[Outline records]
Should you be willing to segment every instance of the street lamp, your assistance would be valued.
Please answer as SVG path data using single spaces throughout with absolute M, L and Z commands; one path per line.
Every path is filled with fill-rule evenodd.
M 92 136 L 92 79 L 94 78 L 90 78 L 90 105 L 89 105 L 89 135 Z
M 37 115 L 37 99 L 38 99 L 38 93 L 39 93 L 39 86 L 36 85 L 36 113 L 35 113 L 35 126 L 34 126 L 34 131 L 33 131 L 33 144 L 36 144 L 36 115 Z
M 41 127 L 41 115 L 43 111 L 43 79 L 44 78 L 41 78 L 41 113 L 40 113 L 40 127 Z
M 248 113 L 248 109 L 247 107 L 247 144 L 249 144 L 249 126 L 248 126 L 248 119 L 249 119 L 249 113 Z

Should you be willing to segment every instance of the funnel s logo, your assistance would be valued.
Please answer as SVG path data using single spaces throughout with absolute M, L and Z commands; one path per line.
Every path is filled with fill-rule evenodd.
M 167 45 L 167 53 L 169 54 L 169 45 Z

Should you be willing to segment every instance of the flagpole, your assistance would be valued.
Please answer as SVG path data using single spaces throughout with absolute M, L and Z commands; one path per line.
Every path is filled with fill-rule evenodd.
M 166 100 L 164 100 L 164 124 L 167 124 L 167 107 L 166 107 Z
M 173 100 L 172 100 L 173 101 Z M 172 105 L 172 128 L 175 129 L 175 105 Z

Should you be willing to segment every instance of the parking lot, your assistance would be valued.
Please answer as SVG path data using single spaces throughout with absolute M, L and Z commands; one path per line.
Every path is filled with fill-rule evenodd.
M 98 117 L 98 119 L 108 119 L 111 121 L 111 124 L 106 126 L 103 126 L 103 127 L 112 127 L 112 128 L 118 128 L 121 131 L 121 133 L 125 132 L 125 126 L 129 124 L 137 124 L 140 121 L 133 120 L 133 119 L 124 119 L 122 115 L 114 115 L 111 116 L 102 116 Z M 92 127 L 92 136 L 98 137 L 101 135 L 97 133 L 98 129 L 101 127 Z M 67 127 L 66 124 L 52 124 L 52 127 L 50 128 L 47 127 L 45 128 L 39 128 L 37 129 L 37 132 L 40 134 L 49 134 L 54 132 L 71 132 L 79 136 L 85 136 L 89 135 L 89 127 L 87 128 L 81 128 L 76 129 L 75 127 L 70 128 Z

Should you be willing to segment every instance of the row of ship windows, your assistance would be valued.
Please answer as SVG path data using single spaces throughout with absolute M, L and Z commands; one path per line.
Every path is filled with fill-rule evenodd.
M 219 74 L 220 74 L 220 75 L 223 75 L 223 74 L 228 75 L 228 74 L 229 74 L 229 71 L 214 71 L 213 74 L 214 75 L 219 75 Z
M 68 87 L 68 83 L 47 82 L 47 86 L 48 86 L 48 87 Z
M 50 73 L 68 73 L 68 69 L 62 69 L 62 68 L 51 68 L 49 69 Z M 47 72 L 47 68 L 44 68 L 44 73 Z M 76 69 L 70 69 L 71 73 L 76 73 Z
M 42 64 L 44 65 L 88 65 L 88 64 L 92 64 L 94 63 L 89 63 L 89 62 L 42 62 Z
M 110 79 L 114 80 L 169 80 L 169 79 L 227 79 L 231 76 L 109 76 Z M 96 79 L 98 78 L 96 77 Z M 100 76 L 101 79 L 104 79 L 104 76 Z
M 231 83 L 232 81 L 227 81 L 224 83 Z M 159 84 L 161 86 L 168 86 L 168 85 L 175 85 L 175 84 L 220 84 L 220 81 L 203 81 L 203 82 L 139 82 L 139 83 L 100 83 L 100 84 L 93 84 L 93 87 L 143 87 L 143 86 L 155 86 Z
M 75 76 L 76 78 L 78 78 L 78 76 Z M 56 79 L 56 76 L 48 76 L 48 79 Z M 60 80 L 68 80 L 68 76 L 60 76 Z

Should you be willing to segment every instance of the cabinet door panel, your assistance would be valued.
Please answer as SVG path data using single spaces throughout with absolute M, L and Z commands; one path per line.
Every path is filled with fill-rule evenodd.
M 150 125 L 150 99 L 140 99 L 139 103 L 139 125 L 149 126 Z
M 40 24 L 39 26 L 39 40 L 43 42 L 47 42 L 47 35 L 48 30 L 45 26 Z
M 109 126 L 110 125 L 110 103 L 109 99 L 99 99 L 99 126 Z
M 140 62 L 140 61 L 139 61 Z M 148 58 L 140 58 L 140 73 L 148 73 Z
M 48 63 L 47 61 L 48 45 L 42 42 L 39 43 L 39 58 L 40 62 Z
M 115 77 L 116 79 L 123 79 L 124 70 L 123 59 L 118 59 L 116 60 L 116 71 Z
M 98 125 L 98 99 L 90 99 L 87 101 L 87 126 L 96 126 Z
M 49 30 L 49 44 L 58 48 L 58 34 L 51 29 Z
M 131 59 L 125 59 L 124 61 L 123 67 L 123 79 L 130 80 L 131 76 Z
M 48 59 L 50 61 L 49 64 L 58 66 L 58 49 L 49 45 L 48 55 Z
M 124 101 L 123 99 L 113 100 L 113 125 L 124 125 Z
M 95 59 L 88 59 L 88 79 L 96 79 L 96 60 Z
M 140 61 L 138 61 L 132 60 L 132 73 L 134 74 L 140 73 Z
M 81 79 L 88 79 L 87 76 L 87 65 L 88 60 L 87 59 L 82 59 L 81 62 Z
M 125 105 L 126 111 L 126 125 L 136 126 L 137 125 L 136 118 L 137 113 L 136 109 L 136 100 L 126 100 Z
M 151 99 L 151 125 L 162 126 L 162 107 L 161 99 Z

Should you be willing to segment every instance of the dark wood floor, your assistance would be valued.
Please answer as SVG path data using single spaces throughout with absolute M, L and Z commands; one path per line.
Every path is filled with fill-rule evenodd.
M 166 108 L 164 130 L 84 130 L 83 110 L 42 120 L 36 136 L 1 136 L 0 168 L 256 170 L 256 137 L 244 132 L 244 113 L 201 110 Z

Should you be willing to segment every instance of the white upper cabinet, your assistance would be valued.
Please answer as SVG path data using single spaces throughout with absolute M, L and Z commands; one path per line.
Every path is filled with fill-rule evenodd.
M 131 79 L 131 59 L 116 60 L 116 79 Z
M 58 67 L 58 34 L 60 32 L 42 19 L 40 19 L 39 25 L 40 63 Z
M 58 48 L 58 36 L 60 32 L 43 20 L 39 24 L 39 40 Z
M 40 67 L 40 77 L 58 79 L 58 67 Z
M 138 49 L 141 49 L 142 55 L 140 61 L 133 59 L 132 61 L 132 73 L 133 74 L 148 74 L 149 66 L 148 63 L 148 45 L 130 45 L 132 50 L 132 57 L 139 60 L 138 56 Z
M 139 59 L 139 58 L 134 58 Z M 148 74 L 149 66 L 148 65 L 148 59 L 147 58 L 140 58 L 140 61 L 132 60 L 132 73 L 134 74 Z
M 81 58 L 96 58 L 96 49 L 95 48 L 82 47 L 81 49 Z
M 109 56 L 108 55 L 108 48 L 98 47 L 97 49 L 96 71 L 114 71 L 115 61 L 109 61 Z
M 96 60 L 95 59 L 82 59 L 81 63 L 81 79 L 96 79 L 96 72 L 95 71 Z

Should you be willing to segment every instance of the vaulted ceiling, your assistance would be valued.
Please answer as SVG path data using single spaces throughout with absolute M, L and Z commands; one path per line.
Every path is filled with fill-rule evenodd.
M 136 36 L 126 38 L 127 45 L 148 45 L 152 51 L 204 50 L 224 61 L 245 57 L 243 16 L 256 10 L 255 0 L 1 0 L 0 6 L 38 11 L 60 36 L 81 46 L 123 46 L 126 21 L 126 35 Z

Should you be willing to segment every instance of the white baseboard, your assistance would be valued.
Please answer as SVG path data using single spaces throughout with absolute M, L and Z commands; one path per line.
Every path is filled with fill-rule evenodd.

» PROMPT
Edit the records from their first line through the line containing "M 98 117 L 98" so that "street lamp" becomes "lamppost"; keep everything else in those lines unchanged.

» OUTPUT FOR THIS EXERCISE
Should you be willing to segment every instance of the lamppost, your assistance would be valued.
Please answer as SVG path data using single spaces throughout with absolute M, L and Z commands; one path per line.
Every path is filled with fill-rule evenodd.
M 92 136 L 92 79 L 94 78 L 90 78 L 90 105 L 89 105 L 89 135 Z
M 37 115 L 37 99 L 38 99 L 38 93 L 39 93 L 39 86 L 36 85 L 36 113 L 35 113 L 35 126 L 34 126 L 34 131 L 33 131 L 33 144 L 36 144 L 36 115 Z
M 41 127 L 41 115 L 43 111 L 43 79 L 44 78 L 41 78 L 41 113 L 40 113 L 40 127 Z
M 248 113 L 248 109 L 247 107 L 247 144 L 249 144 L 249 126 L 248 126 L 248 119 L 249 119 L 249 113 Z

Should you be willing to segment every instance of the funnel s logo, your assistance would be valued.
Please answer as SVG path data using single spaces throughout with absolute M, L and Z commands; one path per line.
Every path is filled with fill-rule evenodd.
M 167 45 L 167 53 L 169 54 L 169 45 Z

Should you be willing to segment every instance of the flagpole, your assistance would be valued.
Please answer as SVG path data using single spaces throughout with absolute M, L and Z commands; one path per line.
Every path is filled with fill-rule evenodd.
M 166 100 L 164 100 L 164 124 L 167 124 L 167 107 L 166 107 Z
M 173 100 L 172 100 L 173 101 Z M 172 105 L 172 128 L 175 129 L 175 105 Z

Should you be willing to segment every instance of the parking lot, your assistance would be valued.
Please answer as SVG path data using single spaces throughout with absolute M, L and Z commands; one path per line.
Every path is filled with fill-rule evenodd.
M 98 117 L 98 119 L 108 119 L 111 121 L 111 124 L 106 126 L 103 126 L 103 127 L 112 127 L 112 128 L 118 128 L 121 131 L 121 133 L 125 132 L 125 126 L 129 124 L 137 124 L 140 121 L 133 120 L 133 119 L 124 119 L 122 115 L 114 115 L 111 116 L 102 116 Z M 92 127 L 92 136 L 98 137 L 101 135 L 97 133 L 98 129 L 101 127 Z M 67 127 L 66 124 L 52 124 L 52 127 L 50 128 L 47 127 L 45 128 L 39 128 L 37 129 L 37 132 L 40 134 L 49 134 L 54 132 L 71 132 L 79 136 L 85 136 L 89 135 L 89 127 L 87 128 L 81 128 L 76 129 L 75 127 L 70 128 Z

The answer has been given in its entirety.